== Data provided

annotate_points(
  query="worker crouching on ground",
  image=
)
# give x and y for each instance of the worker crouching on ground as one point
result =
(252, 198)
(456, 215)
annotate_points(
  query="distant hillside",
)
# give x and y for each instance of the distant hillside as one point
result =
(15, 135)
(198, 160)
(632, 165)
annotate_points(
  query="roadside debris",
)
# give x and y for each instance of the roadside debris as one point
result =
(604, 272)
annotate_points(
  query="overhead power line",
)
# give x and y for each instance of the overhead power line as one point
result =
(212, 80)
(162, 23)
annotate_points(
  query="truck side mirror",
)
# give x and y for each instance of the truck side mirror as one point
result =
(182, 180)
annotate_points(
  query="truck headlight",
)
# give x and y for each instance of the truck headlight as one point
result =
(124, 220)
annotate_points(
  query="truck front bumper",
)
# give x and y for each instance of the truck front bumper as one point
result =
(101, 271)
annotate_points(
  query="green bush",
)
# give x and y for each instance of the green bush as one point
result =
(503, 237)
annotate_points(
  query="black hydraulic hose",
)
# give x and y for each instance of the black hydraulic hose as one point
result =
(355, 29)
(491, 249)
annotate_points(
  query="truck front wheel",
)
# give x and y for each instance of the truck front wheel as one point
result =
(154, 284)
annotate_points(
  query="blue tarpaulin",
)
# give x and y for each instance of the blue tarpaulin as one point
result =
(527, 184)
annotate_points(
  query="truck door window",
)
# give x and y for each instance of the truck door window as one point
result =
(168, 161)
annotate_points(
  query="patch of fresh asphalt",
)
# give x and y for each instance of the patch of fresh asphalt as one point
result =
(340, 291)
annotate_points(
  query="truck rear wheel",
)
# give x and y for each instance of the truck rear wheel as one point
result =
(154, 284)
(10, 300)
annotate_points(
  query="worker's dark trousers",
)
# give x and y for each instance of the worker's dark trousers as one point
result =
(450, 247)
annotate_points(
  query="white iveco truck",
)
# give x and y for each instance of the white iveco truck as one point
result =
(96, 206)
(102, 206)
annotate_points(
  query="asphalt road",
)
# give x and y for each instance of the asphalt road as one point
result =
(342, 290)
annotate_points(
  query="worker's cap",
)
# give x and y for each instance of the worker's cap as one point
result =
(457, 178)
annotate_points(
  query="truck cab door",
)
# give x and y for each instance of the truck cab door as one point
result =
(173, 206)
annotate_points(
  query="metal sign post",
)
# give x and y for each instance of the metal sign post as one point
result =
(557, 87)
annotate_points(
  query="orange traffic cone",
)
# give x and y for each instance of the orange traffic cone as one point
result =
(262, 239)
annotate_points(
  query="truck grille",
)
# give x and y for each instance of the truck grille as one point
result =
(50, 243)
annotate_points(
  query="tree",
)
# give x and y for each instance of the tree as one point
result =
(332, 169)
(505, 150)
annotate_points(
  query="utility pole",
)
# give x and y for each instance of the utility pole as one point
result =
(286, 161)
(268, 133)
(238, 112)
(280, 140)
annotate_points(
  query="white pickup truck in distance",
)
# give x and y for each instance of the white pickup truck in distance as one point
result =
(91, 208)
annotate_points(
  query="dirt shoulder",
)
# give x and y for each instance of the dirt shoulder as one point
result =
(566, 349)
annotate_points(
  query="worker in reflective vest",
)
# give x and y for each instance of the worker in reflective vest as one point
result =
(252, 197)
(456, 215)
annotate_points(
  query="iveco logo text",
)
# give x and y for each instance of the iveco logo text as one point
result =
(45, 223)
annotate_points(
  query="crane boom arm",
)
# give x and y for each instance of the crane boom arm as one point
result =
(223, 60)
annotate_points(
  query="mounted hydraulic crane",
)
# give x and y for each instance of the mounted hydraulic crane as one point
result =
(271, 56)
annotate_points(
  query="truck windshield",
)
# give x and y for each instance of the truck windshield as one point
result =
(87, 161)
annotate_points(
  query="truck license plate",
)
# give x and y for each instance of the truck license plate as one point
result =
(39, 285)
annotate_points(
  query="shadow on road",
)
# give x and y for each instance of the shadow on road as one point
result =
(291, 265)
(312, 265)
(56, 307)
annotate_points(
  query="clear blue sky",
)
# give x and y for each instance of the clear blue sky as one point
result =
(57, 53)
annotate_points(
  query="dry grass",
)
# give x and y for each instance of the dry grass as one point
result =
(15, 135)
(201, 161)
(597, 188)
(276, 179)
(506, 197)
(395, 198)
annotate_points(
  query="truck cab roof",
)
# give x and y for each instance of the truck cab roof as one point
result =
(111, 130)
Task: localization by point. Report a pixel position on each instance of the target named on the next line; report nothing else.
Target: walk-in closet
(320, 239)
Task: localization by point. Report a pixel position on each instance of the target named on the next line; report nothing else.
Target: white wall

====

Please set down the material above once more, word for word.

Reply:
annotate_points(
  query="worker crouching on ground",
  image=
)
# give x and y for each instance of the worker crouching on ground as one point
result =
(252, 198)
(456, 215)
annotate_points(
  query="distant hillside",
)
# give x and y for each instance of the distant hillside as one point
result =
(15, 135)
(198, 160)
(632, 165)
annotate_points(
  query="roadside debris",
)
# give x and y for each instance of the roadside debris as one point
result =
(604, 272)
annotate_points(
  query="overhead power line",
)
# give x and y for each instance of the overhead power line as one point
result =
(212, 80)
(162, 23)
annotate_points(
  query="truck side mirror",
)
# give x and y for each instance of the truck side mirror as one point
result =
(182, 180)
annotate_points(
  query="truck headlight",
)
# give x and y for each instance of the truck headlight as one point
result =
(124, 220)
annotate_points(
  query="truck front bumper",
)
# give x and y for each instance of the truck front bumper as one point
result =
(101, 271)
annotate_points(
  query="green bush",
)
# give x and y for each instance of the green bush as one point
result =
(503, 237)
annotate_points(
  query="black hydraulic hose",
)
# give x and y for each instance of the black hydraulic hose as one point
result =
(355, 29)
(491, 249)
annotate_points(
  query="truck front wheel",
)
# give x and y for each instance of the truck front wheel as one point
result =
(154, 284)
annotate_points(
  query="blue tarpaulin",
)
# give x and y for each instance of the blue tarpaulin as one point
result =
(527, 184)
annotate_points(
  query="truck door window",
)
# give x and y for each instance of the truck door window as one point
result =
(168, 161)
annotate_points(
  query="patch of fresh asphalt",
)
# give x and y for each instance of the patch of fresh asphalt as one point
result =
(340, 291)
annotate_points(
  query="truck rear wheel",
)
# give x and y for each instance of the truck rear wheel as one point
result =
(154, 284)
(10, 300)
annotate_points(
  query="worker's dark trousers",
)
# give x and y for each instance of the worker's dark trousers as one point
result =
(450, 247)
annotate_points(
  query="white iveco truck",
)
# give x and y for each instance of the white iveco truck as one point
result =
(96, 206)
(102, 206)
annotate_points(
  query="asphalt road",
)
# give x and y for each instance of the asphalt road as one point
result =
(342, 290)
annotate_points(
  query="worker's cap",
)
# give x and y for each instance of the worker's cap as one point
result =
(457, 178)
annotate_points(
  query="truck cab door",
)
# give x and y for each instance of the truck cab door as one point
result =
(173, 206)
annotate_points(
  query="metal sign post",
)
# give x and y for each instance of the metal sign post as one point
result =
(557, 87)
annotate_points(
  query="orange traffic cone",
)
# give x and y for each instance of the orange traffic cone as one point
result =
(262, 239)
annotate_points(
  query="truck grille",
)
# give x and y for each instance of the truck grille as one point
result =
(50, 243)
annotate_points(
  query="tree",
)
# give x and y for each instance of the tree as one point
result =
(332, 169)
(505, 150)
annotate_points(
  query="utility pole",
)
# give x and y for each instance of the utility pole as one point
result =
(286, 161)
(268, 133)
(238, 112)
(280, 140)
annotate_points(
  query="white pickup truck in distance",
)
# give x and y for each instance of the white pickup truck in distance as one point
result =
(91, 208)
annotate_points(
  query="dirt shoulder",
)
# give x and y for each instance of the dirt shoulder as one point
result =
(566, 349)
annotate_points(
  query="worker in reflective vest",
)
# give x and y for each instance of the worker in reflective vest as one point
result =
(252, 197)
(456, 215)
annotate_points(
  query="iveco logo text",
)
# give x and y for each instance of the iveco logo text as one point
result =
(45, 223)
annotate_points(
  query="crane boom arm",
)
# give x and y for each instance of the crane boom arm as one point
result =
(223, 60)
annotate_points(
  query="mounted hydraulic crane",
)
# give x and y for each instance of the mounted hydraulic crane as one point
result =
(271, 56)
annotate_points(
  query="truck windshield",
)
# give x and y for each instance of the truck windshield as one point
result =
(87, 161)
annotate_points(
  query="truck license plate",
)
# give x and y for each instance of the truck license plate as one point
result =
(39, 285)
annotate_points(
  query="shadow on road",
)
# give x and y for each instance of the shadow on road as one point
result =
(291, 265)
(312, 265)
(56, 307)
annotate_points(
  query="clear blue sky",
)
# give x and y for each instance of the clear blue sky as one point
result =
(57, 53)
annotate_points(
  query="dry grass",
)
# give x and y for each instance of the dry grass as one point
result =
(15, 135)
(201, 161)
(597, 188)
(276, 179)
(506, 197)
(395, 198)
annotate_points(
  query="truck cab roof",
)
# give x and y for each instance of the truck cab roof as one point
result =
(111, 130)
Task: localization by point. Report a pixel position on each instance of the target named on the next line; report nothing else.
Target: walk-in closet
(320, 239)
Task: localization by point. Report a pixel position on each instance of the target named on the next line; report nothing else.
Target: white wall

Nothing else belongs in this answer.